## [Activity 1]
In the forum post, what happened to the 55 mile speed limit?
## [Activity 2]
Reproduce the part of the forum post that begins with the words containing "The funny thing" and ends with "it was revoked.".
===== Document excerpt =====
Details said:
They already do this - you get your fingerprints taken when arrested, and they're in the system even if you don't get convicted. I don't see this as any different. Sure, they can maybe find out if you will get diabetes in the future, someday, but that doesn't seem like much of a privacy invasion, and it seems easy enough to mandate that the info is only searchable by police.
The funny thing about slippery slopes is that they aren't really slippery. Every time, we go as far down them as we want - and no further. Sometimes they seem slippery because once we move that direction, the decision is made that this is the right direction (for example, racists thought letting 'them' integrate into schools was part of a slippery slope where their daughter might date a black guy - and they were right - but not because the slope was slippery, but because the majority grew to believe that we were doing the right thing). When people don't like where the slope goes, we stop - another slippery slope argument I heard growing up was that the 55 mile speed limit was part of a slippery slope to slow us down to 45, 35, 25, and finally take our cars away, all in the name of fuel economy and saving lives. Never happened. We tried it, didn't like it, it was revoked.
===== Extracted records =====
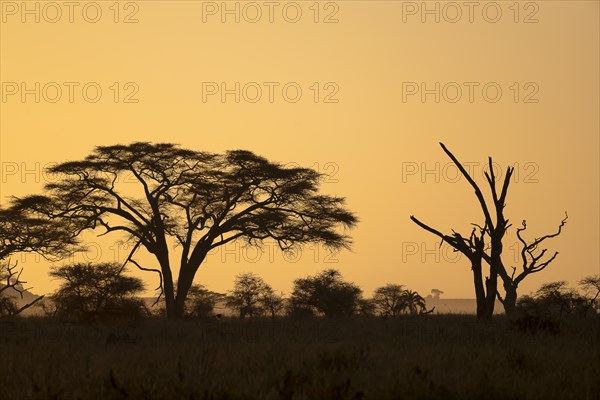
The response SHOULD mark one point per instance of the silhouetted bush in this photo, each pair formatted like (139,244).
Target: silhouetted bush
(201,302)
(555,300)
(325,294)
(534,324)
(91,292)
=====
## [Task solution 1]
It was tried, people didn't like it, and it was revoked.

## [Task solution 2]
The funny thing about slippery slopes is that they aren't really slippery. Every time, we go as far down them as we want - and no further. Sometimes they seem slippery because once we move that direction, the decision is made that this is the right direction (for example, racists thought letting 'them' integrate into schools was part of a slippery slope where their daughter might date a black guy - and they were right - but not because the slope was slippery, but because the majority grew to believe that we were doing the right thing). When people don't like where the slope goes, we stop - another slippery slope argument I heard growing up was that the 55 mile speed limit was part of a slippery slope to slow us down to 45, 35, 25, and finally take our cars away, all in the name of fuel economy and saving lives. Never happened. We tried it, didn't like it, it was revoked.